Dataset records:
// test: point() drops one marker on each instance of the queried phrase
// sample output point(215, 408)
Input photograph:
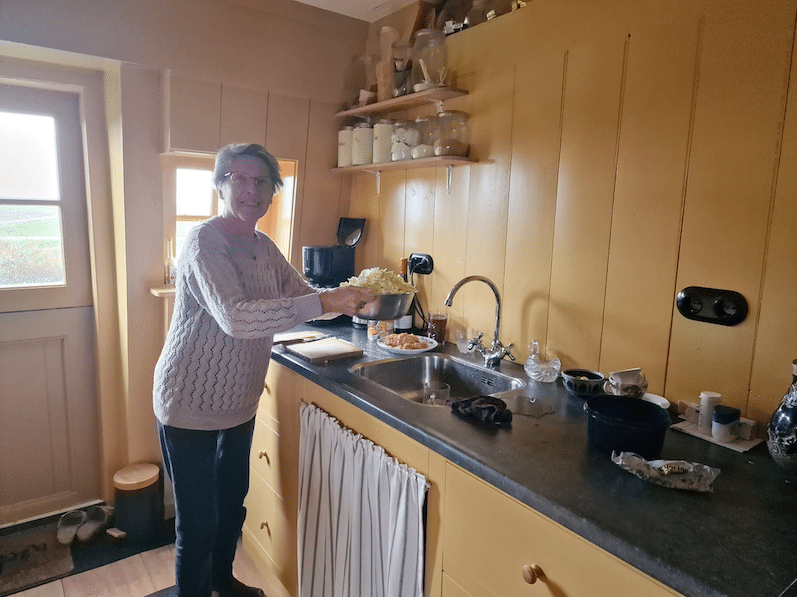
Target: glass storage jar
point(453, 133)
point(344, 146)
point(383, 136)
point(425, 130)
point(402, 141)
point(429, 60)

## WHAT THE TASK ASKS
Copy all of the material above word for word, leaving out the pictures.

## RESPONSE
// test: point() drops one marker on each instance of the queried phrase
// sample output point(215, 408)
Input photograph:
Target: glass storage jar
point(453, 133)
point(344, 146)
point(383, 136)
point(425, 130)
point(402, 141)
point(429, 60)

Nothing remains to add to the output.